■ **Source document**
## BEGIN

[QUIZ] Sampling (#39)

J

Jim Menard

A fun quiz. Thanks, James.

I've posted my solution at http://www.io.com/~jimm/rubyquiz/quiz39/, but
here's the whole page.

Here is my solution to Ruby Quiz 39: Sampling. This solution, which takes
roughly 1.75 minutes to run realtime (0.010 sec user time) is so short, I
present it here in its entirety:

#! /usr/bin/env ruby

require 'set'

def sample(members, range)
selected = Set.new
members.times {
val = rand(range)
val = rand(range) until selected.add?(val)
}
selected.to_a.sort
end

puts sample(ARGV[0].to_i, ARGV[1].to_i).join("\n")

This solution is completely out-of-the-box. I played with a few optimizations,
without looking for this algorithm anywhere online. Instead of using a Set
(which is backed by a Hash), I wanted to create a range-length array and mark
each selected value using that array, but ran out of memory with a range of 10e9.

Disk I/O took about 45 seconds of the total time. There's probably a way to
speed that up.

Jim
 
J

James Edward Gray II

However I've tended to avoid that approach,
since when the number of samples desired approaches the
upper_bound, e.g. 5_000_000 5_000_000 worst case, I've been
burned in the past by such algorithms working very hard to find
the last few empty slots.

Good thinking. ;)

James Edward Gray II
 
J

James Edward Gray II

I wrote a simple class to hold the different methods I used, where
@count is the number of members to be reported, @limit is the upper
bound of the range. @numbers is an Array and @numberHash a - guess
- Hash.

If you post the complete code, including the mentioned class, it
would make it easier for us to play with your solutions.

James Edward Gray II
 
J

James Edward Gray II

b) As soon as samples.size > total.size / 2 it's trivial to turn the
algorithm on its head (i.e. randomly select items that you'll skip,
then loop through the set and print all items that aren't selected).

That's a massive slowdown though, right? Because you now need to
count to 1_000_000_000 (for the quiz example.)

I agree that switching strategies is a good idea, but there are
better strategies for the high members counts and/or memory
problems. Take a look through the submissions...

James Edward Gray II
 
J

James Edward Gray II

I have wondered about this, since I first read this week's quiz:
Did your solution really need half an hour? What is it doing that
long?

Yes, mine really took half an hour. I assume it spent the time
counting to 1_000_000_000. Here's the code:

#!/usr/local/bin/ruby

usage = <<END_USAGE
Usage: #{File.basename(__FILE__)} MEMBERS LIMIT

MEMBERS: The number of members you want in the sample. (Integer)

## END

■ **Material provided**

## BEGIN

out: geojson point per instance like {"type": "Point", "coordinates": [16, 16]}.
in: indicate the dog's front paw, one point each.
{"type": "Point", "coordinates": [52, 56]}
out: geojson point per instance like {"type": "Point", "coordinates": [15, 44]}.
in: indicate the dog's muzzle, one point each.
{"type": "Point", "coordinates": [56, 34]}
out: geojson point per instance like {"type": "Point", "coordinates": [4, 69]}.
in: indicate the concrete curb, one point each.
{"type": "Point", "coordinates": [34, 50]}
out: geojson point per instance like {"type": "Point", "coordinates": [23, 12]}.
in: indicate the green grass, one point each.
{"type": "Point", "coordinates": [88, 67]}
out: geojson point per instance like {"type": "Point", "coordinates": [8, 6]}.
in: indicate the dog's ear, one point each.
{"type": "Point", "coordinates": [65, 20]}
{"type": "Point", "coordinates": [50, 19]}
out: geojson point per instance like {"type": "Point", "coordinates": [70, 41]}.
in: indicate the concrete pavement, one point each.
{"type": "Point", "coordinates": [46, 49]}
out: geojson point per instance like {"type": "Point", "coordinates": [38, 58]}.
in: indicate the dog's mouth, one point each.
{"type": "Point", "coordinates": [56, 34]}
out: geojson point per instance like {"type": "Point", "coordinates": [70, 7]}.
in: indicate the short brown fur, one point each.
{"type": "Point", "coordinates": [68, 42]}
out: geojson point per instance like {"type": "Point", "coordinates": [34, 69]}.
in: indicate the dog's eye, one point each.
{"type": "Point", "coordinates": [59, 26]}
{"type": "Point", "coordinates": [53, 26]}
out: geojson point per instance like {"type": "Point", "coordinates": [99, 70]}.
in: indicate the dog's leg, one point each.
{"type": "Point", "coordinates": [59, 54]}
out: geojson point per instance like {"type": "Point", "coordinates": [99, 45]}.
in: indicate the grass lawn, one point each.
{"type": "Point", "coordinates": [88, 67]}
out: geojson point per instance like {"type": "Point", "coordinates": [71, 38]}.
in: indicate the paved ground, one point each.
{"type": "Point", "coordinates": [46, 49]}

## END

■ **Set of tasks**
1) In the sampling quiz thread, roughly how long did disk I/O take in Jim Menard's solution?
2) State how many lines of the rows contain the string "like". Case counts. Give only the number.

■ **Written responses**
1) About 45 seconds of the total time.

2) 12